EXERCISE OBJECTIVE:
Reproduce the records below exactly as given.

Point annotation dataset records:
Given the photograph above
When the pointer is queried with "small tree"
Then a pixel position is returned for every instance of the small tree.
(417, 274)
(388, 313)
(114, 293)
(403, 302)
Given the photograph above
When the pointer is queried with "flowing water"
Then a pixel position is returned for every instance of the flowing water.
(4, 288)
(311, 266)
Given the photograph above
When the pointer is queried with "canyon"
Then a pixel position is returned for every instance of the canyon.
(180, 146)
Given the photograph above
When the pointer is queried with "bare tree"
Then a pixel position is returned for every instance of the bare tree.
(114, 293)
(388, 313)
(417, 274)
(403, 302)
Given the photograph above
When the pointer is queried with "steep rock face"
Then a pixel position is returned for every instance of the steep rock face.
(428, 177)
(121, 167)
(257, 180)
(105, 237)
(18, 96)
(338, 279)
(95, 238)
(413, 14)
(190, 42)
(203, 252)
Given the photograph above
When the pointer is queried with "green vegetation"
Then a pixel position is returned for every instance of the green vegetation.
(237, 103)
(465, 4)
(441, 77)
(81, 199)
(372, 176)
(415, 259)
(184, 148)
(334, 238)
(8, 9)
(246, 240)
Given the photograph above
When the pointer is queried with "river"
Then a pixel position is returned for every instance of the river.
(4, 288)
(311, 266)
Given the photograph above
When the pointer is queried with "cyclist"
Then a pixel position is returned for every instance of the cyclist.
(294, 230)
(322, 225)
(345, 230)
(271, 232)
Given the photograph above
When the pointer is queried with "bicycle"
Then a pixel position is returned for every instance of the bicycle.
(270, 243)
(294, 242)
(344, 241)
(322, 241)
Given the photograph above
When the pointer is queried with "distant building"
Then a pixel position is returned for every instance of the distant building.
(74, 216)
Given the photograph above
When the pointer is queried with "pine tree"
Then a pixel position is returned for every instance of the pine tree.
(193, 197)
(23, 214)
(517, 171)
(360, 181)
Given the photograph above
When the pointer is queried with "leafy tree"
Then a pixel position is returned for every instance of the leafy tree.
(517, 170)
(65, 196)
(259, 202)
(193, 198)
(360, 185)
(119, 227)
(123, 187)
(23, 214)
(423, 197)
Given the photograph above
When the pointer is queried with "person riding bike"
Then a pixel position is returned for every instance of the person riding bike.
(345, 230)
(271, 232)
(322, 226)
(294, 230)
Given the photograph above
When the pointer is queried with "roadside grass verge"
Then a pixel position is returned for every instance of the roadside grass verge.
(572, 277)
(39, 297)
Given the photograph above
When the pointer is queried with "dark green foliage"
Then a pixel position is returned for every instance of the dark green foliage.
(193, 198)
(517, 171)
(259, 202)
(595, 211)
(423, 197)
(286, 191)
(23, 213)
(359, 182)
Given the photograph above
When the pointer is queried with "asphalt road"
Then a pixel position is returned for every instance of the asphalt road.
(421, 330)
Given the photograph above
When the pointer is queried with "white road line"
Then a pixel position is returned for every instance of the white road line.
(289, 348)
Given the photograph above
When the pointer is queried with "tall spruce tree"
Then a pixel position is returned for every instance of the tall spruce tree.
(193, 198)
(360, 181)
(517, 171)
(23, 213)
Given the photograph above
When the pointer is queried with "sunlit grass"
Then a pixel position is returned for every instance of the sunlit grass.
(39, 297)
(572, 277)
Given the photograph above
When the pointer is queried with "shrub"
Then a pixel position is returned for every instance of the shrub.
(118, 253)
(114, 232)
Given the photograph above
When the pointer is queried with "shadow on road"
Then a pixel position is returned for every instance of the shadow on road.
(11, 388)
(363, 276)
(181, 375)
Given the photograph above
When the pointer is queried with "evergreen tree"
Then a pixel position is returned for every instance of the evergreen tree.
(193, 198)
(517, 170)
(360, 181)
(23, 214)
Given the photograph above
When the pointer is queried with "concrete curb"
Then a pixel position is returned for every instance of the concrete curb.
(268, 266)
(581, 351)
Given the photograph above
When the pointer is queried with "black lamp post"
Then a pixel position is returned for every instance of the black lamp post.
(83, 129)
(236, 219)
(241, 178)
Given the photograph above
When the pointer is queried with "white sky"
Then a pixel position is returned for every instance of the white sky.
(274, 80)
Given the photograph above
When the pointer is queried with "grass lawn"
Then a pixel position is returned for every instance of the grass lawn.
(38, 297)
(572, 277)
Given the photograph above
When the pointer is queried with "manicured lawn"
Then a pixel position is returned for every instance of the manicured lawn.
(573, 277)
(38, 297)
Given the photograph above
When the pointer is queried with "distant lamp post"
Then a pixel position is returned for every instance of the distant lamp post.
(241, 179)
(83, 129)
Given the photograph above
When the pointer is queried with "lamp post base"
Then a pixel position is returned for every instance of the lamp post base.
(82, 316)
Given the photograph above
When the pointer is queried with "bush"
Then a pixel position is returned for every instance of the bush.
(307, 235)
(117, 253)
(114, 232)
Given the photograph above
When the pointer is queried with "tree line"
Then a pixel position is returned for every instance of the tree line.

ANSWER FOR THIS EXERCISE:
Given the photograph above
When the pointer is queried with "small tree"
Then a pixel position is returned for every instance of the small tree.
(417, 274)
(388, 313)
(114, 293)
(403, 302)
Given the photograph above
When the pointer is queried with "flowing water"
Then a pixel position is returned for every instance of the flowing water.
(4, 288)
(311, 266)
Given the photograph above
When the pointer is queried with "canyon"
Then a pixel position is returned for every instance of the canyon.
(180, 146)
Given the photograph above
When the pointer is queried with "bare tree"
Then a pixel position is returned for every instance of the bare tree.
(114, 293)
(388, 313)
(417, 274)
(403, 302)
Given the photograph above
When the pointer is queried with "steep rock face"
Then a pixel position is returned for every instance of the steep rock face.
(428, 177)
(121, 167)
(257, 180)
(105, 237)
(18, 96)
(338, 279)
(95, 238)
(413, 14)
(190, 42)
(203, 252)
Given the photograph above
When the pointer is queried with "green vegetation"
Then a pixel position is returned for every instance of the green vegetation.
(237, 103)
(465, 4)
(441, 77)
(81, 199)
(372, 176)
(415, 259)
(184, 148)
(334, 238)
(8, 9)
(246, 240)
Given the photograph above
When the pointer is queried with "river"
Then a pixel position is returned for every instance of the river.
(4, 288)
(311, 266)
Given the photograph above
When the pointer is queried with "cyclist"
Then a pixel position is returned for every instance of the cyclist.
(294, 230)
(322, 225)
(345, 230)
(271, 232)
Given the photograph above
When the pointer is queried with "bicycle"
Then a pixel position is returned for every instance of the bicycle.
(270, 243)
(294, 242)
(344, 241)
(322, 241)
Given the photograph above
When the pointer is queried with "distant building"
Then a pixel position is returned for every instance of the distant building.
(74, 216)
Given the photograph above
When the pointer is queried with "pine tree"
Then a pixel position is returned for every instance of the pine tree.
(193, 197)
(23, 214)
(517, 171)
(360, 181)
Given the photograph above
When the pointer is queried with "leafy tree"
Then a pixel position is returned for every instance of the leafy tree.
(517, 170)
(65, 196)
(259, 202)
(193, 198)
(360, 185)
(119, 227)
(123, 187)
(23, 214)
(423, 197)
Given the photograph above
When the pointer is queried with "person riding bike"
Then a pixel position is returned for every instance of the person riding bike.
(345, 230)
(271, 232)
(322, 226)
(294, 230)
Given the photograph above
When the pointer is queried with "roadside grass verge"
Then a pixel position is returned for every instance of the roadside grass verge.
(572, 277)
(39, 297)
Given the photograph above
When the pointer is queried with "dark green foliage"
Then a pixel position is returned for every instance of the dark green foliage.
(193, 198)
(517, 171)
(259, 202)
(595, 211)
(423, 197)
(286, 191)
(23, 213)
(359, 182)
Given the photograph above
When the pointer is queried with "asphalt road"
Then a pixel position is returned for every instance of the asphalt road.
(421, 330)
Given the photograph above
When the pointer is queried with "white road line"
Then a pixel position is returned for every instance of the white road line.
(289, 348)
Given the photograph above
When the pointer is queried with "tall spruce tree"
Then a pixel position is returned for every instance of the tall spruce tree.
(193, 198)
(360, 181)
(517, 171)
(23, 213)
Given the photograph above
When the pointer is queried with "sunlit grass"
Then a pixel position is returned for every instance of the sunlit grass.
(39, 297)
(572, 277)
Given the photograph above
When the pointer is queried with "shrub"
Then a pixel position is returned for every instance of the shrub.
(118, 253)
(114, 232)
Given the photograph above
When the pointer is queried with "shadow on road"
Then a pixel position is returned for every instance of the shadow on road.
(11, 388)
(363, 276)
(181, 375)
Given the photograph above
When the pointer is queried with "evergreen tree"
Then a pixel position is returned for every instance of the evergreen tree.
(193, 198)
(517, 170)
(360, 181)
(23, 214)
Given the photograph above
When the pointer is queried with "concrete curb"
Then a pixel position is returned for every instance of the concrete curb.
(268, 266)
(581, 351)
Given the photograph above
When the pointer is queried with "black lamp post"
Then a pixel position is returned for every instance of the black lamp post.
(83, 129)
(236, 219)
(241, 178)
Given the photograph above
When the pointer is queried with "white sky"
Then a pixel position is returned for every instance of the white sky.
(274, 80)
Given the photograph above
When the pointer is queried with "grass lawn"
Then a pixel position is returned for every instance of the grass lawn.
(38, 297)
(572, 277)
Given the photograph above
When the pointer is queried with "manicured lawn"
Then a pixel position is returned for every instance of the manicured lawn.
(573, 277)
(38, 297)
Given the photograph above
When the pointer is queried with "distant lamp post"
Then a pixel position is returned for every instance of the distant lamp post.
(241, 179)
(83, 129)
Given the photograph above
When the pointer is queried with "lamp post base"
Then a pixel position is returned for every instance of the lamp post base.
(82, 316)
Given the photograph above
When the pointer is queried with "bush"
Then a pixel position is returned for every instance of the bush.
(307, 235)
(117, 253)
(114, 232)
Given the photograph above
When the pointer is queried with "tree line"
Then a pixel position is returned for every instance of the tree line.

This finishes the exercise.